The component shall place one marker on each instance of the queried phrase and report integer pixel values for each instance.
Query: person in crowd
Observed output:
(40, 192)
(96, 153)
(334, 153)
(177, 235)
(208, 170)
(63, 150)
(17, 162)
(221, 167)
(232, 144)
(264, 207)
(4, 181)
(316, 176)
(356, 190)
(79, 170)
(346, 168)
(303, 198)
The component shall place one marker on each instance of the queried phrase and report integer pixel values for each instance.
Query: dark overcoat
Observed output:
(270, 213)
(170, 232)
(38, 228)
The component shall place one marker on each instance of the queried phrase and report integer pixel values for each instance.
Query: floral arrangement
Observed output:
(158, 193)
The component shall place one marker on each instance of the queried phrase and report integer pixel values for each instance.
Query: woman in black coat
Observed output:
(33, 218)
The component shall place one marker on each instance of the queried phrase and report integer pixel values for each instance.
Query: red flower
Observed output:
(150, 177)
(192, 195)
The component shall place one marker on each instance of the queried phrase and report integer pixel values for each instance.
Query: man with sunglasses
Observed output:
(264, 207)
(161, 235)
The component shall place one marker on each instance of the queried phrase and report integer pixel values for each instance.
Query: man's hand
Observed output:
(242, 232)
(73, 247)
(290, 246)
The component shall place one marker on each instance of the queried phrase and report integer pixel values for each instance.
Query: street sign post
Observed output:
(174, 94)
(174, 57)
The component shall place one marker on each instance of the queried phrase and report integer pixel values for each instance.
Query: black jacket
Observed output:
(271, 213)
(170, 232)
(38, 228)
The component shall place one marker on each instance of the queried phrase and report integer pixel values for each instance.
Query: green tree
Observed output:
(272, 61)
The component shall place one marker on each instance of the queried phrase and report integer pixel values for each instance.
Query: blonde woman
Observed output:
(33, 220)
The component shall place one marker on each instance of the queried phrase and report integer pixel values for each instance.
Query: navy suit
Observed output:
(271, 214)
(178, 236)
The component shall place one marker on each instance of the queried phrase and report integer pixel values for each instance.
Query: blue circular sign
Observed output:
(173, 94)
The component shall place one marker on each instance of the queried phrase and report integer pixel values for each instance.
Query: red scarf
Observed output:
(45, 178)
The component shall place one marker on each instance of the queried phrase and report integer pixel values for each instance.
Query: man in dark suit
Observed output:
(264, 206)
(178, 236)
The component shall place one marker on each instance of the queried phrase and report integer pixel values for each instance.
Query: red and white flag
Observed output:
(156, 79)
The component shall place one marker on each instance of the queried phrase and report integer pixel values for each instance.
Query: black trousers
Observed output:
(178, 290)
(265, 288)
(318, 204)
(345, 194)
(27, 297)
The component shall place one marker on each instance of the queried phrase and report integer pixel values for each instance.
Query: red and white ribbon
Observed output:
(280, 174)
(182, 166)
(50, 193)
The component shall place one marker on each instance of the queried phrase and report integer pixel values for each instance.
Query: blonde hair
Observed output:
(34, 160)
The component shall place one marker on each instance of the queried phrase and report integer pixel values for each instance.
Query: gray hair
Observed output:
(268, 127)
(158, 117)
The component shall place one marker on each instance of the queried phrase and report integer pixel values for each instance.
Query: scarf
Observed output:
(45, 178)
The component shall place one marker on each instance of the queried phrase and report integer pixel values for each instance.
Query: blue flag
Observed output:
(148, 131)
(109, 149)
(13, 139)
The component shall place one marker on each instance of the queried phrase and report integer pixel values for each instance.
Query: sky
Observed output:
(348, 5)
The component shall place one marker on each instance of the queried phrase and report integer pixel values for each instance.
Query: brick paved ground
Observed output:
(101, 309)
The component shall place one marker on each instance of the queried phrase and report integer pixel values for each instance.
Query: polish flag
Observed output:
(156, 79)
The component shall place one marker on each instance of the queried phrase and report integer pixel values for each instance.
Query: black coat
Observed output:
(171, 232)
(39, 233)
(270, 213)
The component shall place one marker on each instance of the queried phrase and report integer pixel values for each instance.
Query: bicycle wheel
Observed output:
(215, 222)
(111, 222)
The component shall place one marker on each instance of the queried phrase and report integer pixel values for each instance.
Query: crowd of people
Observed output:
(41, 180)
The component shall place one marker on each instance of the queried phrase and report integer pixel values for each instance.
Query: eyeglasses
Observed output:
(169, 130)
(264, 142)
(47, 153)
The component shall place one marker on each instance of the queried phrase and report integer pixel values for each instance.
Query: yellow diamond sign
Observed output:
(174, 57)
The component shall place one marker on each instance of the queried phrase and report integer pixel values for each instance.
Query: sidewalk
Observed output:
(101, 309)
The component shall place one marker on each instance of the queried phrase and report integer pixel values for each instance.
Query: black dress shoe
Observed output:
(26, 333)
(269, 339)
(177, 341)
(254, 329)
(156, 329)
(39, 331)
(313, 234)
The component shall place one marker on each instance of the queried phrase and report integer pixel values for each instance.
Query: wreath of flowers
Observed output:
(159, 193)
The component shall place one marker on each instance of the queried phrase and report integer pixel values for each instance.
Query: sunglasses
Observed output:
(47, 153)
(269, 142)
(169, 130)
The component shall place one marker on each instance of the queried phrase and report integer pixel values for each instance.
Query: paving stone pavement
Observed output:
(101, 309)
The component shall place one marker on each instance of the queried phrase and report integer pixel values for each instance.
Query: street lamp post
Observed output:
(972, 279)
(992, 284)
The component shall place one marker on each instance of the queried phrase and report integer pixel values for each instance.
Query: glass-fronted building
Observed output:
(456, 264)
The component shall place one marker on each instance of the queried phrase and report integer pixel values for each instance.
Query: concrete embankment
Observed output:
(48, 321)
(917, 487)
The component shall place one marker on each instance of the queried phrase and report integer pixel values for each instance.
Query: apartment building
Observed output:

★ ★ ★ ★

#### [PROBLEM DESCRIPTION]
Return the entries above exactly, each one complete.

#### [RESPONSE]
The component shall place one marker on each instance of the queried phrase and report integer pixel values for each instance.
Query: person in crowd
Observed output:
(40, 192)
(96, 153)
(334, 153)
(177, 235)
(208, 170)
(63, 150)
(17, 162)
(221, 167)
(232, 144)
(264, 207)
(4, 181)
(316, 176)
(356, 190)
(79, 170)
(346, 168)
(303, 198)
The component shall place one marker on each instance of the queried phrase and report integer pixel values for each instance.
Query: dark overcoat
Observed output:
(270, 213)
(170, 232)
(38, 228)
The component shall place one marker on each instance of the queried phrase and report integer pixel values for each instance.
Query: floral arrangement
Observed output:
(158, 193)
The component shall place one marker on each instance of the queried phrase and report integer pixel values for each instance.
Query: woman in black coat
Observed output:
(33, 218)
The component shall place one marker on each instance of the queried phrase and report integer pixel values for each instance.
Query: red flower
Observed output:
(150, 177)
(192, 195)
The component shall place one marker on each instance of the queried phrase and report integer pixel values for each instance.
Query: man with sunglasses
Observed output:
(264, 207)
(161, 235)
The component shall place one marker on each instance of the queried phrase and report integer pixel values for each instance.
Query: man's hand
Observed output:
(242, 232)
(73, 247)
(290, 246)
The component shall place one marker on each instance of the queried phrase and report integer pixel values for each instance.
Query: street sign post
Observed output:
(174, 94)
(174, 57)
The component shall place one marker on each instance of the queried phrase and report integer pixel values for each instance.
Query: black jacket
Observed output:
(271, 213)
(170, 232)
(38, 228)
The component shall place one marker on each instance of the queried phrase and report integer pixel values for each instance.
Query: green tree
Observed output:
(272, 61)
The component shall place one marker on each instance of the queried phrase and report integer pixel values for each instance.
Query: blonde woman
Observed output:
(33, 220)
The component shall place one marker on each instance of the queried phrase and report integer pixel values for each instance.
Query: navy suit
Observed output:
(271, 214)
(178, 236)
The component shall place one marker on each instance of the queried phrase and report integer pixel values for each instance.
Query: blue circular sign
Observed output:
(173, 94)
The component shall place one marker on each instance of the queried phrase and report integer pixel values for each instance.
Query: red scarf
Observed output:
(45, 178)
The component shall place one marker on each instance of the queried phrase and report integer pixel values for each instance.
Query: man in dark suit
Observed output:
(264, 206)
(178, 236)
The component shall place one marker on each instance of the queried phrase and report integer pixel values for each instance.
Query: red and white flag
Observed output:
(156, 79)
The component shall place one marker on each instance of the queried phrase and report integer pixel values for each instance.
Query: black trousers
Observed output:
(178, 290)
(265, 288)
(318, 204)
(345, 194)
(27, 297)
The component shall place one marker on each instance of the queried phrase and report integer pixel values for each instance.
Query: red and white ribbon
Observed output:
(280, 174)
(182, 166)
(50, 193)
The component shall place one marker on each instance of the queried phrase and report integer pixel values for each instance.
Query: blonde hair
Observed output:
(34, 160)
The component shall place one marker on each instance of the queried phrase and report integer pixel values for each instance.
Query: gray hair
Observed output:
(268, 127)
(158, 117)
The component shall place one marker on each instance of the queried phrase and report integer pixel values for each instance.
Query: scarf
Observed output:
(45, 178)
The component shall place one marker on each instance of the queried phrase and report integer pixel values for each instance.
Query: blue flag
Observed output:
(148, 131)
(109, 149)
(13, 139)
The component shall place one marker on each instance of the queried phrase and report integer pixel values for each instance.
Query: sky
Observed output:
(348, 5)
The component shall place one marker on each instance of the queried phrase and report integer pixel values for each instance.
Query: brick paved ground
Observed output:
(101, 309)
The component shall place one marker on each instance of the queried phrase and report integer pixel values for each instance.
Query: polish flag
Observed output:
(156, 79)
The component shall place one marker on each instance of the queried phrase and report integer pixel values for each instance.
Query: black coat
Observed output:
(171, 232)
(39, 233)
(270, 213)
The component shall place one marker on each instance of the queried phrase and report integer pixel values for each instance.
Query: bicycle wheel
Observed output:
(215, 222)
(111, 222)
The component shall place one marker on each instance of the queried phrase and report integer pixel values for each instance.
Query: crowd of people
Observed output:
(41, 180)
The component shall place one marker on each instance of the queried phrase and report integer pixel values for each instance.
Query: eyeglasses
Observed output:
(169, 130)
(264, 142)
(47, 153)
The component shall place one marker on each instance of the queried phrase and report integer pixel values for each instance.
Query: yellow diamond sign
Observed output:
(174, 57)
The component shall place one marker on each instance of the queried phrase and report integer pixel values for each instance.
Query: sidewalk
Observed output:
(101, 309)
The component shall place one marker on each instance of the queried phrase and report integer pixel values for each instance.
Query: black dress shoe
Observed output:
(26, 333)
(269, 339)
(177, 341)
(254, 329)
(156, 329)
(39, 331)
(313, 234)
The component shall place one marker on each instance of the queried phrase and report integer pixel values for each instance.
Query: wreath of flowers
Observed output:
(159, 193)
The component shall place one marker on each instance of the queried phrase and report integer pixel values for each instance.
Query: sunglasses
Observed output:
(47, 153)
(269, 142)
(169, 130)
The component shall place one marker on each instance of the queried phrase and report integer pixel values for each instance.
Query: paving stone pavement
Observed output:
(101, 309)
The component shall place one marker on each instance of the queried phrase and report integer pixel values for each instance.
Query: street lamp post
Observed output:
(972, 279)
(992, 284)
The component shall place one marker on each instance of the queried phrase and report integer pixel values for each instance.
Query: glass-fronted building
Observed output:
(456, 264)
The component shall place one marker on each instance of the queried phrase and report integer pixel values for each instance.
Query: concrete embankment
Observed output:
(48, 321)
(917, 487)
The component shall place one marker on each instance of the queried phrase and report integer pixel values for each instance.
Query: apartment building
Observed output:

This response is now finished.